* **Stored records**:
+---+

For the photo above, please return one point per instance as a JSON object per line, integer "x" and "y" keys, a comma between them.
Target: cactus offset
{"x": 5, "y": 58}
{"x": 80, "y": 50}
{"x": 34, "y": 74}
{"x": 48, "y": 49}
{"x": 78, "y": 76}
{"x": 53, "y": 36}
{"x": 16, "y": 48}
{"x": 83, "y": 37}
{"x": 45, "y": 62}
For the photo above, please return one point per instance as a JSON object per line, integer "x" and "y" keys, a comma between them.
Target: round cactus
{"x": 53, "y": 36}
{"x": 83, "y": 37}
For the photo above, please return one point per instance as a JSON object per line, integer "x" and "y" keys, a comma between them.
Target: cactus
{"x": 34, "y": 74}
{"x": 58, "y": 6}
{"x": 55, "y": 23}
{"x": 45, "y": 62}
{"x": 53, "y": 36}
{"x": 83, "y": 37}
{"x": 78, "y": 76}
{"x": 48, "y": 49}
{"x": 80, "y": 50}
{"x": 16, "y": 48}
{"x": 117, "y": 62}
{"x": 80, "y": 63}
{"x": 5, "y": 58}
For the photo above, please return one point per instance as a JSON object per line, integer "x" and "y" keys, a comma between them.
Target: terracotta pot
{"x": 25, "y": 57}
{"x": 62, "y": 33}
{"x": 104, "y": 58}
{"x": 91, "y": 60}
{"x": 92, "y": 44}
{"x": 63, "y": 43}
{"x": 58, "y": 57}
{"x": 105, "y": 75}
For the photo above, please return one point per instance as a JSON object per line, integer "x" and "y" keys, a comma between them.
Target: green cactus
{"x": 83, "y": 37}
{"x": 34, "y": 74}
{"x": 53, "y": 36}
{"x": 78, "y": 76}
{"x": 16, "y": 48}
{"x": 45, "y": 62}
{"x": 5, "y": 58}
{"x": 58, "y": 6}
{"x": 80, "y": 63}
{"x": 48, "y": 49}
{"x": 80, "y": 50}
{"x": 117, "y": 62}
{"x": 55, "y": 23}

+---+

* **Do this**:
Return the listing above in its exact form.

* **Completed task**:
For the photo above, please return one point per instance as a JSON object per line, integer "x" and "y" keys, a comma between them.
Target: cactus offset
{"x": 5, "y": 58}
{"x": 80, "y": 50}
{"x": 34, "y": 74}
{"x": 48, "y": 49}
{"x": 78, "y": 76}
{"x": 53, "y": 36}
{"x": 16, "y": 48}
{"x": 83, "y": 37}
{"x": 45, "y": 62}
For the photo above, please return one point per instance as a JSON object per line, integer "x" and "y" keys, a comma between them.
Target: round cactus
{"x": 53, "y": 36}
{"x": 83, "y": 37}
For the photo above, please return one point per instance as a JSON object per line, integer "x" and "y" keys, a comma between them.
Target: cactus
{"x": 34, "y": 74}
{"x": 58, "y": 6}
{"x": 55, "y": 23}
{"x": 45, "y": 62}
{"x": 53, "y": 36}
{"x": 83, "y": 37}
{"x": 78, "y": 76}
{"x": 48, "y": 49}
{"x": 80, "y": 50}
{"x": 16, "y": 48}
{"x": 117, "y": 62}
{"x": 80, "y": 63}
{"x": 5, "y": 58}
For the photo above, please return one point per instance as a JSON object per line, integer "x" and "y" keys, a comma between them.
Target: terracotta pot
{"x": 25, "y": 57}
{"x": 62, "y": 33}
{"x": 104, "y": 58}
{"x": 91, "y": 60}
{"x": 92, "y": 44}
{"x": 63, "y": 43}
{"x": 58, "y": 57}
{"x": 105, "y": 75}
For the photo above, please return one point per instance as a JSON object per line, integer "x" and "y" keys, a comma between them.
Target: green cactus
{"x": 83, "y": 37}
{"x": 34, "y": 74}
{"x": 53, "y": 36}
{"x": 78, "y": 76}
{"x": 16, "y": 48}
{"x": 45, "y": 62}
{"x": 5, "y": 58}
{"x": 58, "y": 6}
{"x": 80, "y": 63}
{"x": 48, "y": 49}
{"x": 80, "y": 50}
{"x": 117, "y": 62}
{"x": 55, "y": 23}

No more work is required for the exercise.